▶ Document extract:
>> Begin

Ingest Text Data

This notebook’s CI test result for us-west-2 is as follows. CI test results in other regions can be found at the end of the notebook.

Labeled text data can be in a structured data format, such as reviews for sentiment analysis, news headlines for topic modeling, or documents for text classification. In these cases, you may have one column for the label, one column for the text, and sometimes other columns for attributes. You can treat this structured data like tabular data. Sometimes text data, especially raw text data comes as unstructured data and is often in .json or .txt format, and we will discuss how to ingest these types of data files into a SageMaker Notebook in this section.

Set Up Notebook

[ ]:

%pip install -q 's3fs==0.4.2'

[ ]:

import pandas as pd
import json
import glob
import s3fs
import sagemaker

[ ]:

# Get SageMaker session & default S3 bucket
sagemaker_session = sagemaker.Session()
bucket = sagemaker_session.default_bucket()  # replace with your own bucket if you have one
s3 = sagemaker_session.boto_session.resource("s3")

prefix = "text_spam/spam"
prefix_json = "json_jeo"
filename = "SMSSpamCollection.txt"
filename_json = "JEOPARDY_QUESTIONS1.json"

>> End

Reproduce the text-ingestion notebook word for word between "Labeled text data" and "in this section.", inclusive. The lines after this point come from a separate source.

▶ Data:
>> Begin

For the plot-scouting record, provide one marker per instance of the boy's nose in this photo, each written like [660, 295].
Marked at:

>> End

▶ Solved problem:
Labeled text data can be in a structured data format, such as reviews for sentiment analysis, news headlines for topic modeling, or documents for text classification. In these cases, you may have one column for the label, one column for the text, and sometimes other columns for attributes. You can treat this structured data like tabular data. Sometimes text data, especially raw text data comes as unstructured data and is often in .json or .txt format, and we will discuss how to ingest these types of data files into a SageMaker Notebook in this section.